Instructions for the task: Go through the entries and write each one out again unchanged.

[Data entries]
========

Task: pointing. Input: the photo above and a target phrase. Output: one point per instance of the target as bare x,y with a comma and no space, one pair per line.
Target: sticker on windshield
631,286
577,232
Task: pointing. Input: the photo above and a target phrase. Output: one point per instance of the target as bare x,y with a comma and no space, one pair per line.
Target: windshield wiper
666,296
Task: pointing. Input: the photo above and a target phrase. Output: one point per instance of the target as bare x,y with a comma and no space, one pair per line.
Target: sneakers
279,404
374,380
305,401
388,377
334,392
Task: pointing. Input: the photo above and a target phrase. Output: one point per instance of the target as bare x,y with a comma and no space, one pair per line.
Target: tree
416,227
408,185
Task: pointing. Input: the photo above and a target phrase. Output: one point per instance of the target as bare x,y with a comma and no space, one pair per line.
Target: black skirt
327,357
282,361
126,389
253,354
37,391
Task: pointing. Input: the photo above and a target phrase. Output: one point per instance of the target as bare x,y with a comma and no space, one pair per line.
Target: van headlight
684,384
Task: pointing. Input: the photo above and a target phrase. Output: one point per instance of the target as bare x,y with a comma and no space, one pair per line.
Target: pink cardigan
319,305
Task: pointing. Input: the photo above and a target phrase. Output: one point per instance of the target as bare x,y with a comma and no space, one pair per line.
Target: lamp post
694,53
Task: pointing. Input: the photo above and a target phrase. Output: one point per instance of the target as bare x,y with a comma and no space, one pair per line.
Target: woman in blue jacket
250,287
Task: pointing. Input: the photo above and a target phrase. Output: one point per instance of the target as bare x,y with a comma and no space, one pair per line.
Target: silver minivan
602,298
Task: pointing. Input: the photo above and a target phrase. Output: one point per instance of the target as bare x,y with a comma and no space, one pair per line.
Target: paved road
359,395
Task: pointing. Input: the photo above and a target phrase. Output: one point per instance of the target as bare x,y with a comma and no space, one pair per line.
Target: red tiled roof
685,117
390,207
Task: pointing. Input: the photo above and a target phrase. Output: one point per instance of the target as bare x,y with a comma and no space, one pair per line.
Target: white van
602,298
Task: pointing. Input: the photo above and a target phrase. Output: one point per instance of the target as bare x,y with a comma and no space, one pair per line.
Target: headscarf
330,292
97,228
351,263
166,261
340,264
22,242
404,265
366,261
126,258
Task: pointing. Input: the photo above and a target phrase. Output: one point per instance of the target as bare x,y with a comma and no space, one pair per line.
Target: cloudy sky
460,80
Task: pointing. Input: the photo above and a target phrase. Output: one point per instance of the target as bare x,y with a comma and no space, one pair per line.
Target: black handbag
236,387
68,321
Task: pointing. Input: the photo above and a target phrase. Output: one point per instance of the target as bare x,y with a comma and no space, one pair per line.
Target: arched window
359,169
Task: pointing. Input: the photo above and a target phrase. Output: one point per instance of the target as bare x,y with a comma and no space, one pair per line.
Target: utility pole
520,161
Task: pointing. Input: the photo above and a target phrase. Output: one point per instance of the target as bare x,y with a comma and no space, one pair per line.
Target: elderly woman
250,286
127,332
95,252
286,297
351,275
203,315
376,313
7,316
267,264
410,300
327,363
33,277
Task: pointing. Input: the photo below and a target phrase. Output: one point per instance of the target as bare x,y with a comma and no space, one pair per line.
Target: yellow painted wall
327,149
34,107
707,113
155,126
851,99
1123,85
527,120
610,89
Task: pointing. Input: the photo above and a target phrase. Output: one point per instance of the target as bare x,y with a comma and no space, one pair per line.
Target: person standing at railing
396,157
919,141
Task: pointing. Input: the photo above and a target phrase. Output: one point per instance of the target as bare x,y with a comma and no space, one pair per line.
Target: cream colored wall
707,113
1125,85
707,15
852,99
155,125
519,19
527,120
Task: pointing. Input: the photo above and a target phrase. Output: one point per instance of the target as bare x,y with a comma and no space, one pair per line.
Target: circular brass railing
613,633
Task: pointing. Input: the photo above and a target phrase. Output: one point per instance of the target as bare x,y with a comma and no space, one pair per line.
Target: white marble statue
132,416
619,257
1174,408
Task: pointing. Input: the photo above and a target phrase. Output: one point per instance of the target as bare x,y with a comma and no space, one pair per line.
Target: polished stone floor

========

Exercise result:
Task: pointing. Input: the photo above and a target phrase. Output: one point per instance of the target as bare x,y with a comma and no space, one pair per line.
Target: sticker on windshield
631,286
577,232
Task: pointing. Input: the photo above and a target phrase. Output: one point per instance of the target as bare x,y with a comma and no space, one pair per line.
Target: windshield wiper
666,296
Task: pointing. Input: the photo above and a target phrase. Output: one point per instance of the target as bare x,y with a comma and no space, one pair per line.
Target: sneakers
279,404
374,380
305,401
388,377
334,392
Task: pointing. Input: the photo above and a target phrase. Output: one point per instance of the target as bare x,y with a comma and no space, one pair per line.
Target: tree
416,227
408,185
Task: pointing. Input: the photo above and a target phrase. Output: one point per instance of the target as bare x,y with a comma and no space, one pair per line.
Target: black skirt
327,357
282,361
126,389
253,354
37,391
Task: pointing. Input: the photo above and a target phrase. Output: one point per instance of the target as bare x,y with a comma and no space, one pair per line.
Target: van headlight
684,384
Task: pointing. Input: the photo above and a target phrase. Output: one point per instance of the target as bare x,y with a comma and no space, one pair per line.
Target: pink cardigan
319,305
Task: pointing. Input: the photo above and a target phrase. Output: one point per instance of the target as bare x,y with a comma and no space, one pair per line.
Target: lamp post
694,53
Task: pointing. Input: the photo above and a target phrase. Output: one point per instance of the target as bare x,y with a comma and no space, one pair per line.
Target: woman in blue jacket
250,287
Task: pointing. Input: the photo above and a target phrase. Output: one point per instance of the target as bare x,y with a comma and no space, one pair per line.
Target: silver minivan
602,298
Task: pointing. Input: the photo above and a target phrase. Output: one point per instance of the target as bare x,y with a comma and no space, one pair per line.
Target: paved road
359,395
Task: pointing. Input: the photo above and a target phrase. Output: one point per instance of the target as bare x,y with a comma and no space, one pair per line.
Target: red tiled roof
685,117
390,207
Task: pointing. Input: the photo above and a target phrase. Output: one point per instance of the target as bare x,y with a comma and no space, one pair per line.
Target: white van
602,298
Task: pointing. Input: the photo above and a target phrase. Output: one point per instance of the target as bare x,y with a comma and no space, one pair per line.
Target: headscarf
330,292
97,228
351,263
166,261
340,264
22,242
404,265
366,261
126,258
Task: pointing. Input: the photo above and a target phrase. Output: one point per instance of the target as bare x,y with a comma and no space, one pair per line.
Target: cloudy sky
460,80
Task: pointing. Input: the photo above and a target phrase. Output: one point per instance of the target as bare x,y with a comma and no space, one pair per line.
Target: black handbag
236,387
68,321
Task: pointing. Input: the photo above and a target phrase. Output: one point per instance of the target as bare x,y with a comma and no space, one pair per line.
Target: arched window
359,169
Task: pointing. Input: the photo above and a target phrase. Output: one point per instance of the target as bare x,y with a comma and no space, one pair per line.
Target: utility pole
520,161
Task: pointing. Input: the photo above and a target phrase. Output: one point per instance of the target as bare x,y with a comma and no space, one pair per line.
Target: elderly woman
250,286
127,332
95,252
286,297
351,275
203,315
376,313
7,316
267,264
410,300
327,363
33,277
Task: pointing. Input: the photo below and a target phrase. Output: one point per instance of the target as bare x,y with a comma and no space, one pair per line.
Target: yellow painted wall
327,149
34,107
707,113
155,126
851,99
1123,85
527,120
610,89
Task: pointing. Input: the photo above and a target phrase. Output: one point per instance of the target as bare x,y with a comma and no space, one pair per line.
Target: person standing at railing
396,157
919,141
Task: pointing. Input: the photo above and a target phrase. Output: one point per instance of the target as bare x,y with a comma and no space, one pair per line.
Target: cream colored wall
707,113
1125,85
707,15
852,99
155,125
519,19
527,120
Task: pointing. Input: the photo above and a target phrase. Output: one point per instance of the target as bare x,y with a comma and no space, one pair per line.
Target: circular brass railing
613,633
Task: pointing. Input: the photo above and a target phrase. Output: one point per instance of the target as bare x,y with a comma and no space, one pair per line.
Target: white marble statue
132,416
619,257
1174,408
Task: pointing. Input: the photo above and a target phrase. Output: one point per instance of the target as bare x,y with a comma and no space, one pair per line.
Target: polished stone floor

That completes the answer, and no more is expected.